### [What to work on]
Please give the lines of all the rows below as a numbered list, leaving out the blank lines.

### [Material for the task]
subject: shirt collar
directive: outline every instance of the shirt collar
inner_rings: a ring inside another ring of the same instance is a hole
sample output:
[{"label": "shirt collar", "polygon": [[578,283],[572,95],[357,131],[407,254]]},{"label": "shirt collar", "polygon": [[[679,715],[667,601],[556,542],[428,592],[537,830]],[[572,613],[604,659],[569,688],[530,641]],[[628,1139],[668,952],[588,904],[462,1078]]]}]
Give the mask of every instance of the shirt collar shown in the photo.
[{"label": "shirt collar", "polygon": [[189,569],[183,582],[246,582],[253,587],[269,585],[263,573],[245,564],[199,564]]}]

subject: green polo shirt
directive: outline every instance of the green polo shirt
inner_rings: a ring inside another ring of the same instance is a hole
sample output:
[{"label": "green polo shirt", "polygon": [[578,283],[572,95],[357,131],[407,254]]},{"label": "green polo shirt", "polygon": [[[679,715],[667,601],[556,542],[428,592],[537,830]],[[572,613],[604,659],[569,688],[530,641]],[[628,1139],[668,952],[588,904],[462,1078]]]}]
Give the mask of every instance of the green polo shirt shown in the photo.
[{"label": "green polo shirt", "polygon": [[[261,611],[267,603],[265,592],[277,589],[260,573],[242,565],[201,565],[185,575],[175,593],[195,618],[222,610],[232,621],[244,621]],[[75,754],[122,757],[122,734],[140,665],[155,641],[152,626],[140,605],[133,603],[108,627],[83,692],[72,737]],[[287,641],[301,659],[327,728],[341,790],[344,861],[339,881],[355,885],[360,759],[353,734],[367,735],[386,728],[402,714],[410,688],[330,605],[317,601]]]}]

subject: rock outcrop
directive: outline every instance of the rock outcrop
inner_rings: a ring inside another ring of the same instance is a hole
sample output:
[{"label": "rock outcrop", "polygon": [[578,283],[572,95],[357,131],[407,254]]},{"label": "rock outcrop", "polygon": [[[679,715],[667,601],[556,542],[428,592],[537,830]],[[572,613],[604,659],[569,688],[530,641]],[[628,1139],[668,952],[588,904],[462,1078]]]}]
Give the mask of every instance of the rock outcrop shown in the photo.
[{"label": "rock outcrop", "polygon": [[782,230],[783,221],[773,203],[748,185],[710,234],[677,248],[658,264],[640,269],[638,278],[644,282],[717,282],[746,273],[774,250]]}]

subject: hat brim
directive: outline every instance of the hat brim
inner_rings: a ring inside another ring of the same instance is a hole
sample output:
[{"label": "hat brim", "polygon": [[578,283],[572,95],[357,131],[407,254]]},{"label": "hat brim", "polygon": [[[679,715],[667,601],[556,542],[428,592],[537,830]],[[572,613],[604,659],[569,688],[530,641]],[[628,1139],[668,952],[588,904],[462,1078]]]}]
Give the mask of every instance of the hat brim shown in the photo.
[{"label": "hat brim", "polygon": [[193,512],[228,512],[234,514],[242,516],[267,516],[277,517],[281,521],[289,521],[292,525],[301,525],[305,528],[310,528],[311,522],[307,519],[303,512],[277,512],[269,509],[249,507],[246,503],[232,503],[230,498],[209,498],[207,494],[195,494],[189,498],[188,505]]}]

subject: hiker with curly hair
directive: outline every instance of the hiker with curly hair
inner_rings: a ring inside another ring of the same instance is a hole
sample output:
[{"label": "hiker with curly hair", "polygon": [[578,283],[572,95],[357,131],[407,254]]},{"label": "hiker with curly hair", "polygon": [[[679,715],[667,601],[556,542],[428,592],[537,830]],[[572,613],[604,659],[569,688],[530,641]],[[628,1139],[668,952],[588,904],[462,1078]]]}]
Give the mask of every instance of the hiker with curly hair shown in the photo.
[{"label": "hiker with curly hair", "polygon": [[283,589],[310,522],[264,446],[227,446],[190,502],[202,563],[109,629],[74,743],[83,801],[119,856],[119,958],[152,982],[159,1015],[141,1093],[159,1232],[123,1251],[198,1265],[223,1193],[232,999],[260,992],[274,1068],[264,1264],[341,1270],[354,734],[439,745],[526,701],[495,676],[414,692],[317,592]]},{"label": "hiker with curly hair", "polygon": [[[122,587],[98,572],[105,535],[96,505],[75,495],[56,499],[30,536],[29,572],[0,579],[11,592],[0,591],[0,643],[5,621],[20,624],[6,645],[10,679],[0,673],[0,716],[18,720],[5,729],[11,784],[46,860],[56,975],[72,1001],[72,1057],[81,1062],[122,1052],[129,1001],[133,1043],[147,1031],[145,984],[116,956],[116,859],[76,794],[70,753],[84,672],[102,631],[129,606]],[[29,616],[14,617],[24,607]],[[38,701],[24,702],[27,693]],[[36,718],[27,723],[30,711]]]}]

### [Exercise response]
1. subject: shirt collar
2. directive: outline every instance of the shirt collar
3. inner_rings: a ring inside another ring of the same instance is a hole
4. sample output:
5. [{"label": "shirt collar", "polygon": [[578,283],[572,95],[357,131],[407,254]]},{"label": "shirt collar", "polygon": [[[679,715],[667,601],[556,542],[428,592],[537,830]],[[572,613],[604,659],[569,688],[530,641]],[[628,1139],[668,952],[588,904],[462,1078]]]}]
6. Give the mask of every instance of the shirt collar shown in the photo.
7. [{"label": "shirt collar", "polygon": [[189,569],[183,582],[246,582],[253,587],[269,585],[263,573],[245,564],[199,564]]}]
8. subject: green polo shirt
9. directive: outline every instance of the green polo shirt
10. inner_rings: a ring inside another ring of the same instance is a hole
11. sample output:
12. [{"label": "green polo shirt", "polygon": [[578,283],[572,95],[357,131],[407,254]]},{"label": "green polo shirt", "polygon": [[[679,715],[667,601],[556,542],[428,592],[537,830]],[[572,613],[604,659],[569,688],[530,641]],[[628,1139],[668,952],[588,904],[462,1078]]]}]
13. Give the mask of every instance of the green polo shirt shown in the photo.
14. [{"label": "green polo shirt", "polygon": [[[261,611],[267,603],[265,592],[277,589],[260,573],[242,565],[201,565],[185,575],[175,593],[195,618],[222,610],[232,621],[244,621]],[[75,754],[122,757],[122,734],[140,665],[155,641],[152,626],[140,605],[133,603],[108,627],[83,692],[72,737]],[[287,641],[301,659],[327,728],[341,790],[344,861],[339,881],[355,885],[360,759],[353,734],[367,735],[386,728],[402,714],[410,688],[330,605],[317,601]]]}]
15. subject: rock outcrop
16. directive: outline every instance of the rock outcrop
17. inner_rings: a ring inside another ring of the same instance is a hole
18. sample output:
19. [{"label": "rock outcrop", "polygon": [[578,283],[572,95],[357,131],[407,254]]},{"label": "rock outcrop", "polygon": [[[679,715],[667,601],[556,542],[428,592],[537,830]],[[572,613],[604,659],[569,688],[530,641]],[[628,1139],[668,952],[588,904],[462,1078]]]}]
20. Give the mask of every instance of the rock outcrop shown in the photo.
21. [{"label": "rock outcrop", "polygon": [[782,230],[783,221],[773,203],[748,185],[710,234],[677,248],[658,264],[640,269],[638,278],[644,282],[717,282],[746,273],[774,250]]}]
22. subject: hat brim
23. directive: outline every instance of the hat brim
24. inner_rings: a ring inside another ring of the same instance is a hole
25. sample output:
26. [{"label": "hat brim", "polygon": [[578,283],[572,95],[357,131],[407,254]]},{"label": "hat brim", "polygon": [[[679,715],[667,601],[556,542],[428,592],[537,830]],[[572,613],[604,659],[569,688],[530,641]],[[628,1139],[668,952],[588,904],[462,1078]]]}]
27. Give the mask of every instance of the hat brim shown in the photo.
28. [{"label": "hat brim", "polygon": [[193,512],[228,512],[234,514],[242,516],[267,516],[277,517],[281,521],[289,521],[292,525],[301,525],[305,528],[310,528],[311,522],[307,519],[303,512],[277,512],[269,509],[249,507],[246,503],[232,503],[230,498],[209,498],[207,494],[195,494],[189,498],[188,505]]}]
29. subject: hiker with curly hair
30. directive: outline every instance of the hiker with curly hair
31. inner_rings: a ring inside another ring of the same instance is a hole
32. sample output:
33. [{"label": "hiker with curly hair", "polygon": [[578,283],[572,95],[357,131],[407,254]]},{"label": "hiker with curly hair", "polygon": [[[679,715],[667,601],[556,542],[428,592],[537,830]],[[572,613],[604,659],[569,688],[530,641]],[[628,1139],[668,952],[588,904],[462,1078]]]}]
34. Give the mask of every instance of the hiker with curly hair shown in the photo.
35. [{"label": "hiker with curly hair", "polygon": [[283,589],[310,522],[264,446],[227,446],[190,502],[202,563],[109,629],[74,743],[83,801],[119,856],[119,958],[152,982],[159,1015],[141,1093],[159,1232],[123,1251],[198,1265],[223,1193],[232,999],[260,992],[274,1068],[264,1264],[341,1270],[354,734],[439,745],[526,701],[495,676],[414,692],[317,592]]},{"label": "hiker with curly hair", "polygon": [[[122,587],[98,572],[105,535],[96,505],[75,495],[56,499],[30,536],[29,572],[0,579],[11,592],[0,591],[0,643],[5,621],[20,624],[6,645],[10,679],[0,673],[0,716],[18,720],[5,729],[11,784],[46,860],[56,975],[72,1001],[72,1057],[81,1062],[122,1052],[129,1001],[133,1043],[147,1031],[145,984],[116,956],[116,859],[76,794],[70,753],[84,672],[102,631],[129,606]],[[29,616],[14,617],[24,607]],[[38,701],[24,702],[27,693]],[[36,718],[27,723],[30,711]]]}]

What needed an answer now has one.